EXERCISE INSTRUCTIONS> Lay out the data below as a two-column CSV with the columns "text" and "answer", one row for each entry. Put each field in double quotes and replace any line breaks with spaces.

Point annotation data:
-.-.-
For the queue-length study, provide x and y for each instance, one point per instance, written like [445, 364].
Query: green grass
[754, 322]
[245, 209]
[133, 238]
-.-.-
RESULT FOR THIS EXERCISE>
text,answer
"For the queue-length study, provide x and y for each instance, one point per instance, written like [445, 364]. Query: green grass","[754, 322] [245, 209] [133, 238]"